Task prompt: What is needed is an exact copy of the entries below, with the pictures left out.

Data for this exercise:
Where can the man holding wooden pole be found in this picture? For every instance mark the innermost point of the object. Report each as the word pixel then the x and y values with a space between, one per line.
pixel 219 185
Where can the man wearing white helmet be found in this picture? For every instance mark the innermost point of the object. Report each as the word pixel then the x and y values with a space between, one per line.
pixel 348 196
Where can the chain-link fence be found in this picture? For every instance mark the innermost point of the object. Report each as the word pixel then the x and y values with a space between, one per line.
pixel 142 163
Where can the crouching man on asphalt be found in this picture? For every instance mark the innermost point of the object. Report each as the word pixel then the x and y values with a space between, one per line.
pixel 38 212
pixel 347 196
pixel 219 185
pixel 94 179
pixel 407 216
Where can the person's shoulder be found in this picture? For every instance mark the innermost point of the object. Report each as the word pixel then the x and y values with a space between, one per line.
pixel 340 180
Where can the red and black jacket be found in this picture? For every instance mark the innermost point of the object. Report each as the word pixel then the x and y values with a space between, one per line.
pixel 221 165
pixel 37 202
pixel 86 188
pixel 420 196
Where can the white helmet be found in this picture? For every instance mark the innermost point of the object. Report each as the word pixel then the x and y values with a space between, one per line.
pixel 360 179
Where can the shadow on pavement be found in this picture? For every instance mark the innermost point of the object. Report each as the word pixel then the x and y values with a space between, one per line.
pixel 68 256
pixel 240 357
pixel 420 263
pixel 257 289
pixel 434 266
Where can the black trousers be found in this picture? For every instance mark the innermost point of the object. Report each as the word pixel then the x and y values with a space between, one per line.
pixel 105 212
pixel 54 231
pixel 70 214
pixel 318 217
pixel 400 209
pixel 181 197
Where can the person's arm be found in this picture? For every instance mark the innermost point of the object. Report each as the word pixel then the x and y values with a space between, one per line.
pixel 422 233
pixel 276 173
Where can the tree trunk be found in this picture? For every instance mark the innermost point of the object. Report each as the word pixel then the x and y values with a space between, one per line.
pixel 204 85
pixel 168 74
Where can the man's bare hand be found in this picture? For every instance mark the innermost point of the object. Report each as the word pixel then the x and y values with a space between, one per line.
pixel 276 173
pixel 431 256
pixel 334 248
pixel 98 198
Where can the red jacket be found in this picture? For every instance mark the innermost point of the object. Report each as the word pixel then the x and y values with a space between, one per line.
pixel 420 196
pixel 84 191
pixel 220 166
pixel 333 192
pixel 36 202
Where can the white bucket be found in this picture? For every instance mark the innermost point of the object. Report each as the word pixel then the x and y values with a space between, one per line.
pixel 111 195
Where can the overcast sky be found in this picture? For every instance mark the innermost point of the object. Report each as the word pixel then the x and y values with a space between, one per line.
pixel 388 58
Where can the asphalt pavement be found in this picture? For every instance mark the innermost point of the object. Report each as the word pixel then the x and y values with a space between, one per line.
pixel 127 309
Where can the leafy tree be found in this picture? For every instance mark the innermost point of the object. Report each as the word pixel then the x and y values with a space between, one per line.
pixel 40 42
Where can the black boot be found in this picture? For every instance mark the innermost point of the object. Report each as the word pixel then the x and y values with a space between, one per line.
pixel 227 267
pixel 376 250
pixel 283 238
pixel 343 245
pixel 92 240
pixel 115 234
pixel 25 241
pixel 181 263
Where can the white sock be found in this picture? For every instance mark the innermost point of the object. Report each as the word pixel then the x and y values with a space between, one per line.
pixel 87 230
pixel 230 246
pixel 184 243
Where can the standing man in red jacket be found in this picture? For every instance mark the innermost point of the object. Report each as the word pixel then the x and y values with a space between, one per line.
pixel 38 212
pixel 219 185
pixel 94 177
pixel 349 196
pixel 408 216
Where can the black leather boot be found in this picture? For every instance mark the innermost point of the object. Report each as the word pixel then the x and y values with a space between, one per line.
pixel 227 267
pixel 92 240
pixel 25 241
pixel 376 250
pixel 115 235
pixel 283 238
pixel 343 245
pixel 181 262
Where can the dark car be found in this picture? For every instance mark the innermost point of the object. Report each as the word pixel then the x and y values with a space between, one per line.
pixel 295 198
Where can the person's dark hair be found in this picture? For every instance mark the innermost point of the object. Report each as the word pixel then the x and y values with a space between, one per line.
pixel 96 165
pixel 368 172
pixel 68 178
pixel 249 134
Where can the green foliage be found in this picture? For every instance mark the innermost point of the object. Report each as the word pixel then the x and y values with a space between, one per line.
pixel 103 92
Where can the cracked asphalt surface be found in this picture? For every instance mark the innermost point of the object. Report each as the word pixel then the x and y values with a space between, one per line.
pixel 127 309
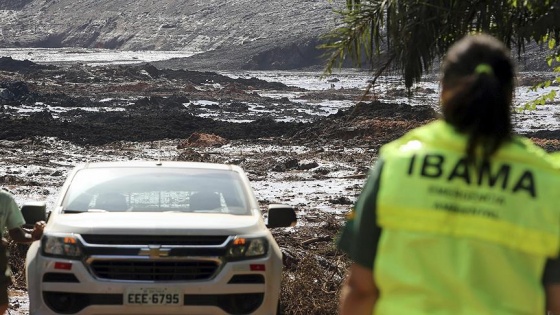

Problem solution:
Where can the man holding wooden pole be found in this picture? For every instance mark the innermost point of the object. Report each as the word pixel then the x and y values with a space between, one per line.
pixel 219 185
Where can the man wearing white helmet be found in this picture? For every instance mark the innermost point of the object. Report each as the word pixel then the x and y values with a space between, one per line.
pixel 348 196
Where can the chain-link fence be found in this picture? For every instance mark the innermost point of the object. Report each as the word pixel then the x and y values with a space between, one per line.
pixel 142 163
Where can the crouching man on asphalt be found in this picture? For every instance mark the innermost point of the object. Report each as the word pixel then the x and y values with a space between, one per line.
pixel 38 212
pixel 347 196
pixel 219 185
pixel 94 179
pixel 407 216
Where can the person's shoulder be found in this picture? For every instance mark the innermost point of the object. Report each as the word pixel then the x and y values with a space between, one per line.
pixel 340 180
Where can the red and black jacket be found in this picture? For every instance mark the innermost point of the object. Report each as the word pixel then the x and y values with a space between, one per line.
pixel 221 165
pixel 37 202
pixel 86 188
pixel 420 196
Where can the white helmet be found in this picture? For every instance mark the innermost point of the object. Report each as the word pixel then the x and y values with a space between, one per line.
pixel 360 179
Where can the shadow on pavement be found in this picture? For every instance mark the innermost point of the object. Report each as the word pixel then the x and y values with a space between, one per line.
pixel 68 256
pixel 240 357
pixel 420 263
pixel 257 289
pixel 434 266
Where can the black trousers be found in this picture? For every instance mark the innermost point of the object. Report each as the word pixel then the x and y values with a space between, one per line.
pixel 105 212
pixel 54 231
pixel 70 214
pixel 318 217
pixel 400 209
pixel 181 197
Where can the person's arm be found in this picture? For every instance mark the innermost point of the object. Report each as the word pixel then the x and y values with a space between, one per line.
pixel 422 233
pixel 276 173
Where can the tree trunk be found in this picture? For every instance mark the innermost point of the object. Report each as the word pixel then the x and y values with a space between, one per line.
pixel 204 85
pixel 168 74
Where can the man's bare hand be found in this picture? For every instance mark the innermost point of the object. Report each as the word pixel then the x and y values with a space between, one per line.
pixel 276 173
pixel 431 256
pixel 334 248
pixel 98 198
Where can the red jacket be found in this picture? For every instance mark the innermost point of the object. Report each as the word pixel then the x and y values with a space between, one per line.
pixel 420 196
pixel 84 191
pixel 220 166
pixel 333 192
pixel 36 202
Where can the white bucket be found in this picture? For every instance mark the innermost point of the object. Report each as the word pixel then the x and y values with a space between, one per line.
pixel 111 195
Where can the overcast sky be found in this picture? For every instance mark the innermost point of the object. Report each as the word pixel then the x and y values with a space between, one per line.
pixel 388 58
Where can the asphalt pavement be found in this picture? For every instance mark the innermost point of the object. Report each as the word pixel then the x and y values with a space between, one per line.
pixel 127 309
Where can the leafy tree be found in this picture? For every instance mark the innermost point of the object. Report each as the word pixel then the x and y values with a space between, one per line.
pixel 40 42
Where can the black boot be found in this picture? For every instance mark the innermost point of the object. Report each as the word pixel then the x and y values with a space between, one per line.
pixel 227 267
pixel 376 250
pixel 283 238
pixel 343 245
pixel 92 240
pixel 115 234
pixel 25 241
pixel 181 263
Where can the white sock be found in this picture? For every instance mark the innermost point of the object. Report each as the word pixel then the x and y values with a space between, one per line.
pixel 87 230
pixel 230 246
pixel 184 243
Where can the standing man in red jacket be found in this picture? For every instance mark the innermost point of the object. Report each as the word pixel then the x and y values with a space between, one per line.
pixel 38 212
pixel 219 185
pixel 94 177
pixel 349 196
pixel 408 216
Where can the black leather boot be found in this picture? For every instance mark the innermost point of the object. Report each as the word pixel then the x and y values with a space between, one per line.
pixel 227 267
pixel 92 240
pixel 25 241
pixel 376 250
pixel 115 235
pixel 283 238
pixel 343 245
pixel 181 262
Where can the dark car be found in this picture? For every instance mark the innermost point of the object. Report each as the word pixel then the x and y values with a space between, one per line.
pixel 295 198
Where can the person's dark hair be found in this picture? For every instance mark the innermost point of the object. Report each as the word pixel then the x and y values with a space between, one per line.
pixel 96 165
pixel 368 172
pixel 68 178
pixel 249 134
Where can the green foliage be found in this picture? For every instance mark the innermost point of the object. Report each as the word pixel then the x and y values with a space between, one per line.
pixel 103 92
Where can the cracked asphalt surface be found in this picture? For every instance mark the innermost point of the object. Report each as the word pixel then the x and y values with a space between, one per line.
pixel 127 309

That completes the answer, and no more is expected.